▶ SHORT EXERCISE A
Reproduce the whole essay on how students understand history, word for word.

▶ PASSAGE SHOWN

— begin —

Journal of American History

Starting Places: Studying How Students Understand History

Scott E. Casper

Contributing Editor, Textbooks and Teaching

Who are our students, and what and how do they think about history? Every teacher surely has his or her own answer, grounded in the institution and the place where she or he teaches. For the most part, our answers are probably impressionistic. Our sense of our students grows out of their insights in class, their writing, and our conversations with them and with our colleagues. It comes, too, from the statistics that our institutions generate and disseminate about the student body or entering freshman class. Perhaps it springs as well from the seemingly ubiquitous national studies and surveys of what college students know (or do not know), or the annual reports about the world according to eighteen-year-old college freshmen (as if we all taught at colleges and universities where most freshmen were matriculating straight from high school).[1]

In the 2006 “Textbooks and Teaching” section of the Journal of American History, the contributing editors Gary J. Kornblith and Carol Lasser highlighted recent work in the scholarship of teaching and learning, the self-conscious study of classroom practice.[2] Analyzing what we do as teachers and why we do it might usefully begin with understanding what our students bring to the history classroom. What do our students imagine when they consider the American past, or the study of history more broadly? And how might we answer those questions as historians, applying to teaching the same sorts of analysis that we bring to our historical scholarship?

The section that follows offers three attempts to address those challenges. Each of the essays draws upon a more rigorous examination than is provided by general impressions, institutional data, or pop-culture reference points. Each asks a specific set of questions about students’ historical understanding. And each uses a different tool to study a particular “focus group”: a survey of four thousand high school students and adults; a questionnaire to a single U.S. history survey class; and a study of students and faculty within one large history department.

— end —

Point labeling data based on photos:

— begin —

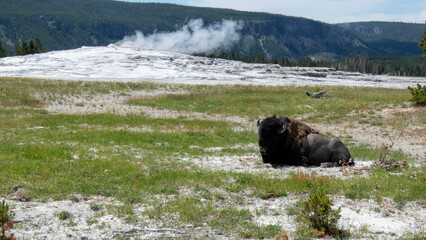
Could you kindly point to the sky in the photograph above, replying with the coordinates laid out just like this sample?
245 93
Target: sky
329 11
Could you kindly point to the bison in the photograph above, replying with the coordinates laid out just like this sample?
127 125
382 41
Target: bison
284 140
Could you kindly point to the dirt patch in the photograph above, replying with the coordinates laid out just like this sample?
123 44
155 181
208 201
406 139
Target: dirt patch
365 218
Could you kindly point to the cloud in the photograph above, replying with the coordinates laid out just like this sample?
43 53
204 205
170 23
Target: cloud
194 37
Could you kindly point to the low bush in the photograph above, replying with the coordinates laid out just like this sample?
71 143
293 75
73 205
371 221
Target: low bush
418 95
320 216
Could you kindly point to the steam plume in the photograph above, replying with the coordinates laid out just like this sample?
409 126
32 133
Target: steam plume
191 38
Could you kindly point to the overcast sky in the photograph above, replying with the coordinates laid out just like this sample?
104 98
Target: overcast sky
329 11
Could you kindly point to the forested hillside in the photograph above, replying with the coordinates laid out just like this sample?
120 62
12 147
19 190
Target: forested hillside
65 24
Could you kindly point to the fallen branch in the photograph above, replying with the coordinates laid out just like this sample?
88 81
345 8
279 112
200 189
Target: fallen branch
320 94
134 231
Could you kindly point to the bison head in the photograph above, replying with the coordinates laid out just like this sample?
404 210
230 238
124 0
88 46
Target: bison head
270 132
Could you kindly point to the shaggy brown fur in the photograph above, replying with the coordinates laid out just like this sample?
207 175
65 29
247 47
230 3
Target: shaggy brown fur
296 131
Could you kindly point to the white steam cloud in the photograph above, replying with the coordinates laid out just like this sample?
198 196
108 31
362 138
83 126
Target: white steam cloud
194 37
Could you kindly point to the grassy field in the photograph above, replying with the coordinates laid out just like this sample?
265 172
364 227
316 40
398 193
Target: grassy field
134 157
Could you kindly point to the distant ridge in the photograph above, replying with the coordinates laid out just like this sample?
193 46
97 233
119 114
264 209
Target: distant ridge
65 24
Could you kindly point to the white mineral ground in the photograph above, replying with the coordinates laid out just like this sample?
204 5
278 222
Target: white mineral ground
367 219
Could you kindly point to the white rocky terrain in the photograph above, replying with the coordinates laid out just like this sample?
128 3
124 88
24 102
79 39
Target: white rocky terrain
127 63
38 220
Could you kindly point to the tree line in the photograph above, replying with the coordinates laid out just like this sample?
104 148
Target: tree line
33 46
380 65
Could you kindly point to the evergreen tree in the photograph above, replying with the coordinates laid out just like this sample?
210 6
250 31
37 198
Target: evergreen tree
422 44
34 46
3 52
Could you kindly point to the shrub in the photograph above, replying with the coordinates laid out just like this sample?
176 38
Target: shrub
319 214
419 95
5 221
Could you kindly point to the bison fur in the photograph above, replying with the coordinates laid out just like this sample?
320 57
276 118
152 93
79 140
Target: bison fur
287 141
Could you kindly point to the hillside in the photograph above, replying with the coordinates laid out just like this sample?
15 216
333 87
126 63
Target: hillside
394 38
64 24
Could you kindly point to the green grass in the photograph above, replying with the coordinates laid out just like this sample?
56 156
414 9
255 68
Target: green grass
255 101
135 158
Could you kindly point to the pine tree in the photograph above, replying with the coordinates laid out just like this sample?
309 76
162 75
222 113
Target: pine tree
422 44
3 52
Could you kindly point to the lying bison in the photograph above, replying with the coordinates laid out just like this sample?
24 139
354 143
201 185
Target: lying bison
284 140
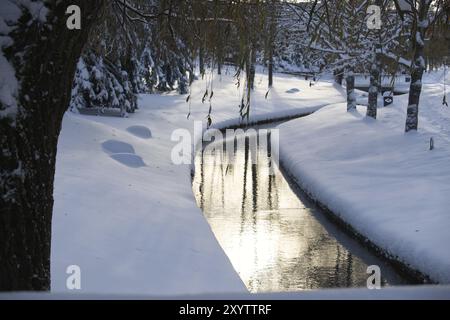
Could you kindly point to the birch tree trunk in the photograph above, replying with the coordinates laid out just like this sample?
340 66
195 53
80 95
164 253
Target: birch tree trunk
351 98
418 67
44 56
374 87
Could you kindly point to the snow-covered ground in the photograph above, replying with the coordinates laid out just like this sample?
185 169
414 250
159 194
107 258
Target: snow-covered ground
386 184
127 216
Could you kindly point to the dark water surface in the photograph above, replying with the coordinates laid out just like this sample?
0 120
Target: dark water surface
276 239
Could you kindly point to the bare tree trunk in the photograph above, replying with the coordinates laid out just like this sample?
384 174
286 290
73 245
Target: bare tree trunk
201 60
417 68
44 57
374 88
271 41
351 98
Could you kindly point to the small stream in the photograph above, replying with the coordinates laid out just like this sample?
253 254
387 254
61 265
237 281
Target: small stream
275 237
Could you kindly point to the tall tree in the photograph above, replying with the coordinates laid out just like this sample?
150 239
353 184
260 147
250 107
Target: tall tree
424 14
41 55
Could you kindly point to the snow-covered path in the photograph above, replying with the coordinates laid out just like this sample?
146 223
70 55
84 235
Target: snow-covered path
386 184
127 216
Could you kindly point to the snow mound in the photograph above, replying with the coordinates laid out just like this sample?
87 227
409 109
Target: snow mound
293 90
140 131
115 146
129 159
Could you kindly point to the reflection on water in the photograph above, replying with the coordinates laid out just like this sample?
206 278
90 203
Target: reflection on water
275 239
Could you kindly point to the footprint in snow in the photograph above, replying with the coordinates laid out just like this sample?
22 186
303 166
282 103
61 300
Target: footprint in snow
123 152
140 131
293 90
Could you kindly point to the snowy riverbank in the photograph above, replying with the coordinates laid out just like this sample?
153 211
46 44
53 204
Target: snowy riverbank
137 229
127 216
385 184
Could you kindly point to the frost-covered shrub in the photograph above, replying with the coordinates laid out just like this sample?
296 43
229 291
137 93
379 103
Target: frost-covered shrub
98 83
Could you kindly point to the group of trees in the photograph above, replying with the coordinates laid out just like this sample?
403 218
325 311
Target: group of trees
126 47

— end —
— begin —

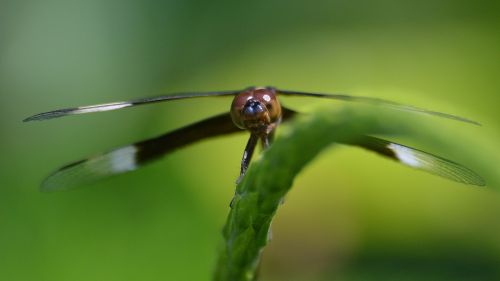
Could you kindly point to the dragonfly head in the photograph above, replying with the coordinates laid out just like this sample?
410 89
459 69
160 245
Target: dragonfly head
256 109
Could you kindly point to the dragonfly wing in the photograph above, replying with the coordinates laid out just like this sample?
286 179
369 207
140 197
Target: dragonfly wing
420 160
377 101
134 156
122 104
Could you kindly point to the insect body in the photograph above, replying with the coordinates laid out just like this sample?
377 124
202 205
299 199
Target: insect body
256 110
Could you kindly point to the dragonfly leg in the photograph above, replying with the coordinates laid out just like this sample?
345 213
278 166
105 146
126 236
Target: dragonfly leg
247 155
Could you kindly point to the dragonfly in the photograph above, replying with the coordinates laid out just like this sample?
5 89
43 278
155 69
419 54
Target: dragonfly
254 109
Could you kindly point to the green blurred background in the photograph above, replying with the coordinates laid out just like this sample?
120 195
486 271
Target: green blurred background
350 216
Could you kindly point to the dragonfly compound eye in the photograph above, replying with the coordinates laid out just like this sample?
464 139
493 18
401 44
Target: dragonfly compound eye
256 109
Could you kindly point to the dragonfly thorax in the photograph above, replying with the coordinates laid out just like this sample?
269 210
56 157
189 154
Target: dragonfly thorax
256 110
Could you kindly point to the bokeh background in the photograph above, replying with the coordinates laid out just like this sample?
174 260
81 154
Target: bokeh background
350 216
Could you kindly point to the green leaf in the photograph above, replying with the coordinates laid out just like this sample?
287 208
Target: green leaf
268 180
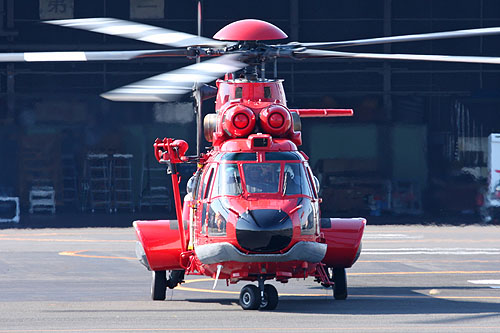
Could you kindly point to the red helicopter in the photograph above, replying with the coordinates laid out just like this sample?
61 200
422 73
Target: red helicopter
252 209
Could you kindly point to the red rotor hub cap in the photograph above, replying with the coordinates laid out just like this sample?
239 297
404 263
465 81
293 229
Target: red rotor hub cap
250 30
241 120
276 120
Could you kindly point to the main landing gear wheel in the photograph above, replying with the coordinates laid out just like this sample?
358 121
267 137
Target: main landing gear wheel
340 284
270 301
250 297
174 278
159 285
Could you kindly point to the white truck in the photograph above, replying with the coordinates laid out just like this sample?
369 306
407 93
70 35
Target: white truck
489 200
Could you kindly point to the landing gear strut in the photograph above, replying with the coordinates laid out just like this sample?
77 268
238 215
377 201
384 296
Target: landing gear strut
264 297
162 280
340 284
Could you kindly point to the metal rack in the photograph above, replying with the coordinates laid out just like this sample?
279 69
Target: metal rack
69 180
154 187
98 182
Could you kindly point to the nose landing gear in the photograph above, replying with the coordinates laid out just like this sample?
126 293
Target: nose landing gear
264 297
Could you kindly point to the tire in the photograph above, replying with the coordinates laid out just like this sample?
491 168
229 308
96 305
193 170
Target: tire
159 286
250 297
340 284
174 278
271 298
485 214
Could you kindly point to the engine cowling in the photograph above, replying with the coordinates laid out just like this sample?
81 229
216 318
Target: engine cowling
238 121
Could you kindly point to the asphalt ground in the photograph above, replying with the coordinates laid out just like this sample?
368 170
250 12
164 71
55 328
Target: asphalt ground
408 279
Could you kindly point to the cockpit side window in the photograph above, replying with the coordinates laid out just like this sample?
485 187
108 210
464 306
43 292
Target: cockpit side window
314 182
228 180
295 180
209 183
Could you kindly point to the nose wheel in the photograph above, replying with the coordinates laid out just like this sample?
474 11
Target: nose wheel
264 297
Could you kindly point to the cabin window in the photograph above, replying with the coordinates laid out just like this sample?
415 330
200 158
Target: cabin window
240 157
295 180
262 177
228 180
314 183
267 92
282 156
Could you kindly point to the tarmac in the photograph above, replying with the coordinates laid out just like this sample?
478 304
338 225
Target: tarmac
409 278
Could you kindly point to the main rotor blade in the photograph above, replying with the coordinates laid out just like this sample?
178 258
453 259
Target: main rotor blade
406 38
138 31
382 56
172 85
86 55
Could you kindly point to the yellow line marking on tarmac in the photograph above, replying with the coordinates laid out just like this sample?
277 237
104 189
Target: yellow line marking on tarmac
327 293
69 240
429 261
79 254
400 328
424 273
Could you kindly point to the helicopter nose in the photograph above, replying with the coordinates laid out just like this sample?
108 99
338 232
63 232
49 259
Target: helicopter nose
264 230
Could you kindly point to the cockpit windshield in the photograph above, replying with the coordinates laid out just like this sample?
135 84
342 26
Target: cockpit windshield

— end —
— begin —

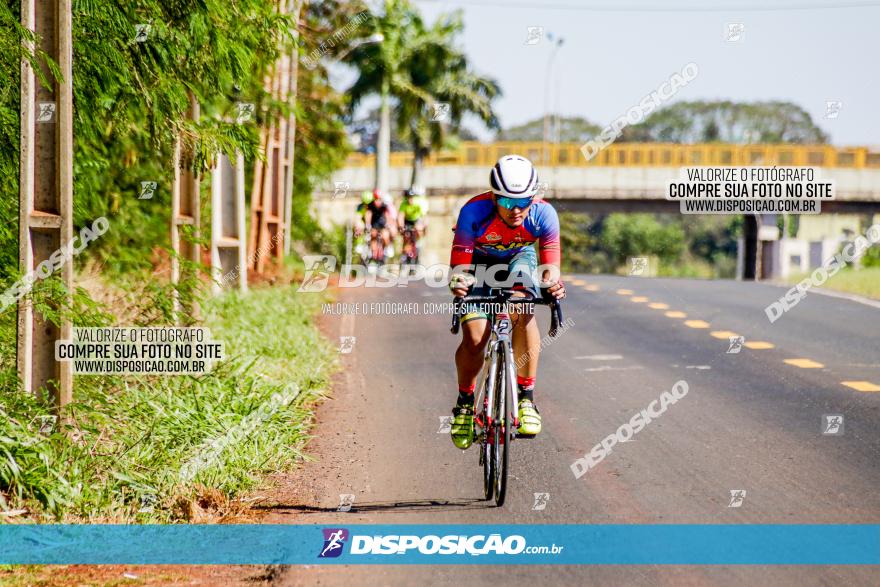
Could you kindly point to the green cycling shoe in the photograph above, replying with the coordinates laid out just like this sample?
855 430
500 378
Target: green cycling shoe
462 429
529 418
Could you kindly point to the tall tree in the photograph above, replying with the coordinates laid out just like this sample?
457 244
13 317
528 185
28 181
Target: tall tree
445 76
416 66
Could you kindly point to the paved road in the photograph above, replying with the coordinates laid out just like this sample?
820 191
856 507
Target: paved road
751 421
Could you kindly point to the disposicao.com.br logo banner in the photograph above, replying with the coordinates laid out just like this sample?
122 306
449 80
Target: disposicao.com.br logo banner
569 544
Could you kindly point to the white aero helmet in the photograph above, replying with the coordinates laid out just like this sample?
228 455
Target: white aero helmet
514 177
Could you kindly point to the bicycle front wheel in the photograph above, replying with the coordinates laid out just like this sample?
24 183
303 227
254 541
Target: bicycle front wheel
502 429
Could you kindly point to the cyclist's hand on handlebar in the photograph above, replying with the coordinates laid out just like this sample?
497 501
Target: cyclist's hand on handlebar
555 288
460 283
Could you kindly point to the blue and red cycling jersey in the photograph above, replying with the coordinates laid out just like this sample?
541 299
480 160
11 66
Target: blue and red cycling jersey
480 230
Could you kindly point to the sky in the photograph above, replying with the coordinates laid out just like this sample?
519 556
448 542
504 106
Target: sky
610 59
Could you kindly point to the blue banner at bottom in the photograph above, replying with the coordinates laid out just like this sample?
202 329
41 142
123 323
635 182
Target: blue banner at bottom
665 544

— end —

▶ SHORT EXERCISE B
Rewrite the stretch of the records from the line containing "Could you kindly point to the cockpit windshield" through the line containing "Target: cockpit windshield" as a numbered list, leaving out any blank lines. Give only those lines.

▶ WRITTEN SOLUTION A
Journal of American History

Starting Places: Studying How Students Understand History

Scott E. Casper

Contributing Editor, Textbooks and Teaching

Who are our students, and what and how do they think about history? Every teacher surely has his or her own answer, grounded in the institution and the place where she or he teaches. For the most part, our answers are probably impressionistic. Our sense of our students grows out of their insights in class, their writing, and our conversations with them and with our colleagues. It comes, too, from the statistics that our institutions generate and disseminate about the student body or entering freshman class. Perhaps it springs as well from the seemingly ubiquitous national studies and surveys of what college students know (or do not know), or the annual reports about the world according to eighteen-year-old college freshmen (as if we all taught at colleges and universities where most freshmen were matriculating straight from high school).[1]

In the 2006 “Textbooks and Teaching” section of the Journal of American History, the contributing editors Gary J. Kornblith and Carol Lasser highlighted recent work in the scholarship of teaching and learning, the self-conscious study of classroom practice.[2] Analyzing what we do as teachers and why we do it might usefully begin with understanding what our students bring to the history classroom. What do our students imagine when they consider the American past, or the study of history more broadly? And how might we answer those questions as historians, applying to teaching the same sorts of analysis that we bring to our historical scholarship?

The section that follows offers three attempts to address those challenges. Each of the essays draws upon a more rigorous examination than is provided by general impressions, institutional data, or pop-culture reference points. Each asks a specific set of questions about students’ historical understanding. And each uses a different tool to study a particular “focus group”: a survey of four thousand high school students and adults; a questionnaire to a single U.S. history survey class; and a study of students and faculty within one large history department.

▶ WRITTEN SOLUTION B
1. Could you kindly point to the cockpit windshield in the photograph above, replying with the coordinates laid out just like this sample?
2. 135 84
3. 342 26
4. Target: cockpit windshield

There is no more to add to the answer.